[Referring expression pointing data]
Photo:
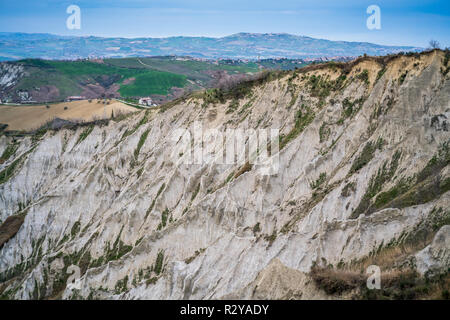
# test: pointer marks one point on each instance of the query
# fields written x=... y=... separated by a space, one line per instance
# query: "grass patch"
x=140 y=143
x=384 y=174
x=303 y=118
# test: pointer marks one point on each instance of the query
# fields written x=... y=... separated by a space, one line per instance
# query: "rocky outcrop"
x=435 y=258
x=361 y=165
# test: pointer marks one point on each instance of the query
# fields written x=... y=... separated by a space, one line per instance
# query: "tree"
x=434 y=44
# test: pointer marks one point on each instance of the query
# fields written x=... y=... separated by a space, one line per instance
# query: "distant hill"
x=162 y=78
x=241 y=45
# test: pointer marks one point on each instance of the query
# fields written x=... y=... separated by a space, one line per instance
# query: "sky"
x=403 y=22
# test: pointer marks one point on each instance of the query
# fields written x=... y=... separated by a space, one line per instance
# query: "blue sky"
x=402 y=22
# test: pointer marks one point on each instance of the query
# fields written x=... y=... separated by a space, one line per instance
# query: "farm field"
x=27 y=118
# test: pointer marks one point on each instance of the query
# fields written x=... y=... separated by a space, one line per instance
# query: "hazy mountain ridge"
x=363 y=180
x=241 y=45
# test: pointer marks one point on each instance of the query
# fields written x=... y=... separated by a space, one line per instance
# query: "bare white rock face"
x=436 y=256
x=117 y=202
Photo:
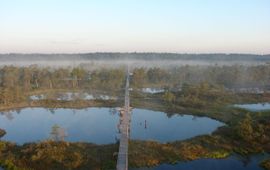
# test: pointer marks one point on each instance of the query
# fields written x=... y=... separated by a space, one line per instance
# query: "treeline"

PROBLEM TO WORK ON: Word for word, return the records shown above without their pictures.

ANSWER BOX:
Photo:
# test: pointer marks one point on each instance of the query
# fields written x=... y=... separated by a space, one line per instance
# query: "grass patch"
x=140 y=143
x=384 y=174
x=303 y=118
# test: pointer marks one point on each instance of the query
# fields written x=... y=... separated by a space, one line per instance
# query: "rocky outcrop"
x=435 y=258
x=361 y=165
# test: pointer marks one point on each instance of the query
# fields written x=... y=... separated by a space, one line per instance
# query: "tree"
x=434 y=44
# test: pointer marks one point on each instance of the query
# fields written x=... y=... separated by a space, one line per instance
# query: "distant hill"
x=162 y=78
x=241 y=45
# test: pointer marks one point on each instance of the query
# fields written x=... y=... separated by a space, one line per instance
# query: "sky"
x=403 y=22
# test: pointer marks one point on each instance of the query
# fields written x=... y=... separated by a space, one line per instance
# query: "blue sky"
x=402 y=22
# test: pointer marks one point on each instance of the query
# fields written x=... y=... separated by a space, one line per instance
# query: "farm field"
x=27 y=118
# test: pointer marks one point on each instance of the query
# fields written x=... y=... separated by a space, one line per instance
# query: "hazy mountain ridge"
x=363 y=180
x=241 y=45
# test: pointer marks one point on each instance of the query
# fields written x=... y=... separated by a space, one line per instance
# query: "bare white rock face"
x=436 y=256
x=117 y=202
Photo:
# test: pointer marks one point on each instance of the query
# fields written x=... y=... separated by a space, one line per instance
# query: "treeline"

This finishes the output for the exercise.